Texto de origem -
16.12.2019 | A Etiópia entrou no nosso itinerário por acaso. O país não estava considerado na nossa lista inicial, mas acabou entrando no roteiro por 2 grandes motivos: sua história e beleza que até pouco tempo atrás desconhecíamos; e a oportunidade de fazer um trabalho voluntário no final do ano (tema do próximo post). 😉
Pegamos um voo de Nairóbi para Addis Abeba – capital da Etiópia – na segunda (16.12) pela manhã. Voltaríamos para Addis em cerca de 1 semana, mas por enquanto fizemos apenas uma escala rápida no aeroporto e seguimos para nosso próximo destino: Mek’ele.
Mek’ele é uma cidade no norte da Etiópia e não é um destino muito turístico, mas serve de base para muitos passeios. Entre um tour e outro, acabamos dormindo duas noites por lá. Aproveitamos para caminhar pela cidade no fim da tarde e nos surpreendemos com o nível de organização e limpeza da cidade. Nos chamou a atenção também a quantidade de pessoas na rua aproveitando os cafés e bares da cidade. Foi quando decidimos pesquisar o tamanho da cidade e descobrimos que ela tem 1 milhão de habitantes! 😱



A Etiópia inevitavelmente ainda está no imaginário popular como um país extremamente pobre onde milhares de pessoas morrem de fome anualmente, algo que realmente aconteceu nos anos 70-80. Estima-se que mais de 1 milhão de pessoas tenham morrido de fome entre 1983-85 por conta de regimes desastrosos de governo, incluindo um imperador caricato (Haile Selassie) e uma junta militar com viés comunista (Derg). Quem tiver curiosidade, vale a pena pesquisar mais. O livro “O Imperador” de Ryszard Kapuscinski descreve algumas das bizarrices do governo de Haile, tal como a função oficial de “portador do travesseiro” que deveria sempre posicionar um travesseiro sob os pés do imperador quando sentado ao trono; ou as histórias do seu cachorro Lulu que não tinha restrições sobre onde fazer suas necessidades, incluindo os sapatos de algumas autoridades… 😅
A Etiópia de fato ainda é um país pobre, ocupando os últimos lugares nas listas de renda per capita e IDH, entretanto o país vem crescendo em uma velocidade impressionante (10% a.a. ao longo de mais de 10 anos), algo de dar inveja até pra China. Esse crescimento se faz notar no número de prédios e estradas em obras.
Voltando à viagem, na manhã no dia seguinte à nossa chegada no país, demos início ao nosso passeio dos próximos 3 dias: Depressão de Danakil / Dallol e vulcão Erta Ale. No primeiro dia do tour, passamos a maior parte do tempo no carro, explorando as lindas paisagens das regiões de Tigray e Afar.

Objetivo 1 - Segundo o texto de origem, quantos habitantes tem Mek’ele?

Algumas linhas -
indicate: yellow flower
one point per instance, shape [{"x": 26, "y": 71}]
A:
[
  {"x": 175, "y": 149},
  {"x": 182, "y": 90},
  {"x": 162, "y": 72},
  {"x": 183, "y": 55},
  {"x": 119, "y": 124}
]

Objetivo 2 - Reproduza todas as linhas acima, com os pedidos. Desloque cada coordenada x e y das respostas somando 3 e mantenha inalterados os pedidos e os exemplos de formato.

Saída completa 1 - Mek’ele tem 1 milhão de habitantes.

Saída completa 2 -
indicate: yellow flower
one point per instance, shape [{"x": 26, "y": 71}]
A:
[
  {"x": 178, "y": 152},
  {"x": 185, "y": 93},
  {"x": 165, "y": 75},
  {"x": 186, "y": 58},
  {"x": 122, "y": 127}
]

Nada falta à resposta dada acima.